──────── Entries supplied

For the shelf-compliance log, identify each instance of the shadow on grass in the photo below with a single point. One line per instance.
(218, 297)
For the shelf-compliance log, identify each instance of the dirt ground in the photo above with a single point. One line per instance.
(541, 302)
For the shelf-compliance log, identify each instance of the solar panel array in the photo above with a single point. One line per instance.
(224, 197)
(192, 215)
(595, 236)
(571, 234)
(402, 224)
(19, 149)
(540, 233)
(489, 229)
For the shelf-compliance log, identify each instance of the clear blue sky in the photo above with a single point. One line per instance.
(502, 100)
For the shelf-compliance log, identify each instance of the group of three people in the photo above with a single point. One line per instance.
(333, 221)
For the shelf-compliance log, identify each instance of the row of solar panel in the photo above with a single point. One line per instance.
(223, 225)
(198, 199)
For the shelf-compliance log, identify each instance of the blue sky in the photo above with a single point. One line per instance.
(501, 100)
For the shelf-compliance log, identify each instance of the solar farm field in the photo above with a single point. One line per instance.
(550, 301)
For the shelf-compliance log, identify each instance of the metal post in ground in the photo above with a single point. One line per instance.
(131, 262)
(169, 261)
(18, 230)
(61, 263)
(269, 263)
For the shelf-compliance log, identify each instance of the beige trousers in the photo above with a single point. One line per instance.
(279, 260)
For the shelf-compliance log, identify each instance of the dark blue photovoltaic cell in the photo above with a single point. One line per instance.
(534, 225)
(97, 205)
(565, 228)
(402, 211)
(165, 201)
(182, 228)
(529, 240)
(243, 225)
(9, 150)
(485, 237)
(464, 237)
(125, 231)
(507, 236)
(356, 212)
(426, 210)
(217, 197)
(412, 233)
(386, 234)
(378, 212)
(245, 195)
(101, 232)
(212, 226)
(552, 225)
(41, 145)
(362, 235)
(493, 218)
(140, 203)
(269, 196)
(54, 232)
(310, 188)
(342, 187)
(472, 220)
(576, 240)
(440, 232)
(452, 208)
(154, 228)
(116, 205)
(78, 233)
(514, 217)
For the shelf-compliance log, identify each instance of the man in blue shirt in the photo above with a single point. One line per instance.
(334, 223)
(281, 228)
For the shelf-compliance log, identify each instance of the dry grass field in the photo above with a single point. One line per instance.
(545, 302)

────────────────

What the task requires. Reproduce the entries above word for word, from the line containing "For the shelf-compliance log, identify each instance of the row" through the last line of the entries.

Complete response.
For the shelf-compliance log, identify each instance of the row of solar panel in the photo above with a single point. One line per instance.
(223, 225)
(198, 199)
For the shelf-compliance log, identify each instance of the blue sky in the photo above with a single point. One line per instance.
(501, 100)
For the shelf-compliance log, identify each instance of the solar farm field in the photo above with a single point. One line per instance.
(550, 301)
For the shelf-compliance log, identify each instance of the metal post in ground in the photo above with a single point. One line per instance.
(131, 262)
(169, 261)
(18, 230)
(61, 263)
(269, 263)
For the shelf-compliance log, identify each instance of the beige trousers in the photo above with a single point. One line per instance.
(279, 260)
For the shelf-compliance log, identify each instance of the dark blue photovoltaic cell in the photo above with a single point. One line per instance.
(534, 225)
(97, 205)
(565, 228)
(402, 211)
(165, 201)
(182, 228)
(529, 240)
(243, 225)
(9, 150)
(485, 237)
(464, 237)
(125, 231)
(507, 236)
(356, 212)
(426, 210)
(217, 197)
(412, 233)
(386, 234)
(378, 212)
(245, 195)
(101, 232)
(212, 226)
(552, 225)
(41, 145)
(362, 235)
(493, 218)
(140, 203)
(269, 196)
(54, 232)
(310, 188)
(342, 187)
(472, 220)
(576, 240)
(440, 232)
(452, 208)
(154, 228)
(116, 205)
(78, 233)
(514, 217)
For the shelf-compliance log, identify each instance of the man in blue shirt in the photo above with a single point. One line per instance.
(334, 223)
(281, 228)
For the shelf-compliance log, identify each instance of the dry grass field in the photo above with a single point. One line per instance.
(545, 302)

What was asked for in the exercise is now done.